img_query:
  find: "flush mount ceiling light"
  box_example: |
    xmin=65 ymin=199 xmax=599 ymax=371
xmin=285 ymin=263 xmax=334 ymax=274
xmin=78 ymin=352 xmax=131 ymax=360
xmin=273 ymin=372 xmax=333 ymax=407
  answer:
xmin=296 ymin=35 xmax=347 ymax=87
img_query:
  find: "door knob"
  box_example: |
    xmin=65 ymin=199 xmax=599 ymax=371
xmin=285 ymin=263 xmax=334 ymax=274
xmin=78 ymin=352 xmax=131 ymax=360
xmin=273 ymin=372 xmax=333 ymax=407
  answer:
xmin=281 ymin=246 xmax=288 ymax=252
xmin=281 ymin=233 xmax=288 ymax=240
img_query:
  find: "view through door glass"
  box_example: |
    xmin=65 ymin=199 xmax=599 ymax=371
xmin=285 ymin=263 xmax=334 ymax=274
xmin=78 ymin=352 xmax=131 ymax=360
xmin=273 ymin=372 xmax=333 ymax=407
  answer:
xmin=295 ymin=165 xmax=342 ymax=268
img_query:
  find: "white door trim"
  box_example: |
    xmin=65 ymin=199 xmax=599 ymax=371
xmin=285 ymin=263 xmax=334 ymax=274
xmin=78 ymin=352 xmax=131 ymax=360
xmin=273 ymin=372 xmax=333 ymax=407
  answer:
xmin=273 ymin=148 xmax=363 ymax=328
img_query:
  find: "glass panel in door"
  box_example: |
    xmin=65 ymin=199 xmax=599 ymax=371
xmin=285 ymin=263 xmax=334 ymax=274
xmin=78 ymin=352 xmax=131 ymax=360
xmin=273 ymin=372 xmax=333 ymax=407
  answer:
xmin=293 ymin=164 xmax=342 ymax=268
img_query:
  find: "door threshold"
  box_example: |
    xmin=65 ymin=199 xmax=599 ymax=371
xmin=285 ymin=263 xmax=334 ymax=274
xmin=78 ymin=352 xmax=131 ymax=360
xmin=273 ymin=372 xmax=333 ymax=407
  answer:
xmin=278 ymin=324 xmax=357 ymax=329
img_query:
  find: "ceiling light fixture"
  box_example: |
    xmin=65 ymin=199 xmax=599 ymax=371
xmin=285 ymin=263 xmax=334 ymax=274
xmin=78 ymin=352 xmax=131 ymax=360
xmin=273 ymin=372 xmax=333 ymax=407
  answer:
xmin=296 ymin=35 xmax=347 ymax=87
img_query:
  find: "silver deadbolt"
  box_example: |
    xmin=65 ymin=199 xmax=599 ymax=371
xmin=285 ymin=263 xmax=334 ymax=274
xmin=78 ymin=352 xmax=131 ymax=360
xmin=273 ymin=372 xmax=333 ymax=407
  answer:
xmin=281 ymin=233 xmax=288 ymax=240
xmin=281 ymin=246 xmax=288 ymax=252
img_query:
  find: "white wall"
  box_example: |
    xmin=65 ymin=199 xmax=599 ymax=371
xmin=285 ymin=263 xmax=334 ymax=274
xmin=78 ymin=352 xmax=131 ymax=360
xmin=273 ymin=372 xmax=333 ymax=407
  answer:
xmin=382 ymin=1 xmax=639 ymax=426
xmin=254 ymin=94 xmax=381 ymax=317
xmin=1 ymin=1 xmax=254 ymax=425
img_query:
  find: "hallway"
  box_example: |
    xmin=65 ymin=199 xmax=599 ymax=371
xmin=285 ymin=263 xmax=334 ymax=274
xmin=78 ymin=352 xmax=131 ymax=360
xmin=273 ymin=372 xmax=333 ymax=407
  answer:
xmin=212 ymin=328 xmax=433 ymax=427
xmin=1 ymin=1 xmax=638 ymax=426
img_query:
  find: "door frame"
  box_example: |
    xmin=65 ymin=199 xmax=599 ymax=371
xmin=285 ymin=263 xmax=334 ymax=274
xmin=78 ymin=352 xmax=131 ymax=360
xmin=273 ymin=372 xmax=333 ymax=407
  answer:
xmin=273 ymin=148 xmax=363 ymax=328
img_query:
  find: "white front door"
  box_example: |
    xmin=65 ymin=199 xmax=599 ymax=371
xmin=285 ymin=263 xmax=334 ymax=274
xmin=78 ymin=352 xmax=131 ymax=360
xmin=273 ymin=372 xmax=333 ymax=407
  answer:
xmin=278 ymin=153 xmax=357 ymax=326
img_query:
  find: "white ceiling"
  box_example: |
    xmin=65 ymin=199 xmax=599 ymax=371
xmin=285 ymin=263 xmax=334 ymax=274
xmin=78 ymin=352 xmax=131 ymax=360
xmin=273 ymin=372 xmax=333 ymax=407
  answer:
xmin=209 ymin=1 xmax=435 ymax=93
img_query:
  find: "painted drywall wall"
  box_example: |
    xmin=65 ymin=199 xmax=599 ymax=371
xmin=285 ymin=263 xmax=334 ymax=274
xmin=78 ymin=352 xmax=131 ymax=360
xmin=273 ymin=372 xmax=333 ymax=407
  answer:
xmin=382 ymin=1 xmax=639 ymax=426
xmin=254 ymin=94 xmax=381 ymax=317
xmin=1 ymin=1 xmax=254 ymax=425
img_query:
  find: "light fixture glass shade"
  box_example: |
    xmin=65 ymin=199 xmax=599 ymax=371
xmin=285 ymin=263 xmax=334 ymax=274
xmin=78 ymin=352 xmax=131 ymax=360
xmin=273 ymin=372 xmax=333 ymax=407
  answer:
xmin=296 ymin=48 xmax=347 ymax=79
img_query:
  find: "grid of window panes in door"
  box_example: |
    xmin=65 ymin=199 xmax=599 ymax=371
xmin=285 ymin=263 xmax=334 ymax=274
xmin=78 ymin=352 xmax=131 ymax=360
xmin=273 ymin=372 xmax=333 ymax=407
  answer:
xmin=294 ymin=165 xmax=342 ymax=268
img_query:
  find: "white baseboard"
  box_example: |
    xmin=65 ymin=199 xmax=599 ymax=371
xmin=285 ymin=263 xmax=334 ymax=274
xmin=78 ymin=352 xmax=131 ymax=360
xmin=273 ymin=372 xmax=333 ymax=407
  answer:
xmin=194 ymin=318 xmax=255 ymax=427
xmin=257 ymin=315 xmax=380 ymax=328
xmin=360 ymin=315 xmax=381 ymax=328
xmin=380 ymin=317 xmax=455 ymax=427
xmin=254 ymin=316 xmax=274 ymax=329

§ **PROBLEM TO SOLVE**
Word for word and line for line, give the material again.

§ **YOUR RESPONSE**
img_query:
  find: "flush mount ceiling light"
  box_example: |
    xmin=65 ymin=199 xmax=599 ymax=371
xmin=285 ymin=263 xmax=334 ymax=274
xmin=78 ymin=352 xmax=131 ymax=360
xmin=273 ymin=372 xmax=333 ymax=407
  answer:
xmin=296 ymin=35 xmax=347 ymax=87
img_query:
  find: "door knob"
  box_example: |
    xmin=65 ymin=199 xmax=599 ymax=371
xmin=285 ymin=263 xmax=334 ymax=274
xmin=78 ymin=352 xmax=131 ymax=360
xmin=273 ymin=372 xmax=333 ymax=407
  answer:
xmin=281 ymin=246 xmax=288 ymax=252
xmin=281 ymin=233 xmax=288 ymax=240
img_query:
  find: "view through door glass"
  box_example: |
    xmin=65 ymin=199 xmax=599 ymax=371
xmin=285 ymin=263 xmax=334 ymax=274
xmin=78 ymin=352 xmax=131 ymax=360
xmin=273 ymin=372 xmax=333 ymax=407
  answer:
xmin=295 ymin=165 xmax=342 ymax=268
img_query:
  find: "white door trim"
  box_example: |
    xmin=65 ymin=199 xmax=599 ymax=371
xmin=285 ymin=263 xmax=334 ymax=274
xmin=78 ymin=352 xmax=131 ymax=360
xmin=273 ymin=372 xmax=333 ymax=407
  answer:
xmin=273 ymin=148 xmax=363 ymax=328
img_query:
  find: "glass panel in door"
  box_example: |
    xmin=65 ymin=199 xmax=599 ymax=371
xmin=285 ymin=263 xmax=334 ymax=274
xmin=78 ymin=352 xmax=131 ymax=360
xmin=273 ymin=372 xmax=333 ymax=407
  answer:
xmin=293 ymin=164 xmax=342 ymax=268
img_query:
  find: "door threshold"
  box_example: |
    xmin=65 ymin=199 xmax=599 ymax=371
xmin=285 ymin=263 xmax=334 ymax=274
xmin=78 ymin=352 xmax=131 ymax=360
xmin=273 ymin=372 xmax=333 ymax=407
  answer:
xmin=278 ymin=324 xmax=357 ymax=329
img_query:
  find: "ceiling light fixture"
  box_example: |
    xmin=65 ymin=199 xmax=599 ymax=371
xmin=285 ymin=263 xmax=334 ymax=274
xmin=78 ymin=352 xmax=131 ymax=360
xmin=273 ymin=372 xmax=333 ymax=407
  answer:
xmin=296 ymin=35 xmax=347 ymax=87
img_query:
  find: "silver deadbolt"
  box_example: |
    xmin=65 ymin=199 xmax=599 ymax=371
xmin=285 ymin=263 xmax=334 ymax=274
xmin=78 ymin=352 xmax=131 ymax=360
xmin=273 ymin=372 xmax=333 ymax=407
  answer:
xmin=281 ymin=233 xmax=288 ymax=240
xmin=281 ymin=246 xmax=288 ymax=252
img_query:
  find: "white wall"
  box_example: |
    xmin=65 ymin=199 xmax=599 ymax=371
xmin=285 ymin=263 xmax=334 ymax=274
xmin=78 ymin=352 xmax=131 ymax=360
xmin=273 ymin=372 xmax=333 ymax=407
  answer:
xmin=382 ymin=1 xmax=639 ymax=426
xmin=254 ymin=94 xmax=381 ymax=317
xmin=1 ymin=1 xmax=254 ymax=425
img_query:
  find: "hallway"
  box_example: |
    xmin=65 ymin=199 xmax=599 ymax=371
xmin=285 ymin=263 xmax=334 ymax=274
xmin=78 ymin=352 xmax=131 ymax=360
xmin=273 ymin=372 xmax=333 ymax=407
  answer:
xmin=212 ymin=328 xmax=433 ymax=427
xmin=1 ymin=1 xmax=638 ymax=426
img_query:
  find: "door frame"
  box_example: |
    xmin=65 ymin=199 xmax=599 ymax=371
xmin=285 ymin=263 xmax=334 ymax=274
xmin=78 ymin=352 xmax=131 ymax=360
xmin=273 ymin=372 xmax=333 ymax=407
  answer:
xmin=273 ymin=148 xmax=363 ymax=328
img_query:
  find: "white front door"
  box_example: |
    xmin=65 ymin=199 xmax=599 ymax=371
xmin=285 ymin=263 xmax=334 ymax=274
xmin=78 ymin=352 xmax=131 ymax=360
xmin=273 ymin=372 xmax=333 ymax=407
  answer:
xmin=278 ymin=153 xmax=357 ymax=326
img_query:
  find: "white ceiling"
  box_example: |
    xmin=65 ymin=199 xmax=599 ymax=371
xmin=285 ymin=263 xmax=334 ymax=274
xmin=78 ymin=352 xmax=131 ymax=360
xmin=273 ymin=372 xmax=333 ymax=407
  answer:
xmin=209 ymin=1 xmax=435 ymax=93
img_query:
  find: "painted drywall wall"
  box_example: |
    xmin=65 ymin=199 xmax=599 ymax=371
xmin=285 ymin=263 xmax=334 ymax=274
xmin=78 ymin=352 xmax=131 ymax=360
xmin=273 ymin=372 xmax=333 ymax=407
  answer:
xmin=382 ymin=1 xmax=639 ymax=426
xmin=254 ymin=94 xmax=381 ymax=317
xmin=1 ymin=1 xmax=254 ymax=425
img_query:
  find: "light fixture glass shade"
  box_example: |
    xmin=65 ymin=199 xmax=599 ymax=371
xmin=285 ymin=263 xmax=334 ymax=274
xmin=78 ymin=352 xmax=131 ymax=360
xmin=273 ymin=372 xmax=333 ymax=407
  answer:
xmin=296 ymin=48 xmax=347 ymax=79
img_query:
  find: "grid of window panes in door"
  box_example: |
    xmin=65 ymin=199 xmax=599 ymax=371
xmin=285 ymin=263 xmax=334 ymax=274
xmin=78 ymin=352 xmax=131 ymax=360
xmin=273 ymin=372 xmax=333 ymax=407
  answer:
xmin=294 ymin=165 xmax=342 ymax=268
img_query:
  find: "white baseboard"
  box_example: |
    xmin=65 ymin=199 xmax=599 ymax=371
xmin=285 ymin=263 xmax=334 ymax=274
xmin=78 ymin=352 xmax=131 ymax=360
xmin=273 ymin=372 xmax=333 ymax=407
  answer:
xmin=194 ymin=318 xmax=255 ymax=427
xmin=257 ymin=315 xmax=380 ymax=328
xmin=360 ymin=315 xmax=381 ymax=328
xmin=380 ymin=317 xmax=455 ymax=427
xmin=254 ymin=316 xmax=274 ymax=329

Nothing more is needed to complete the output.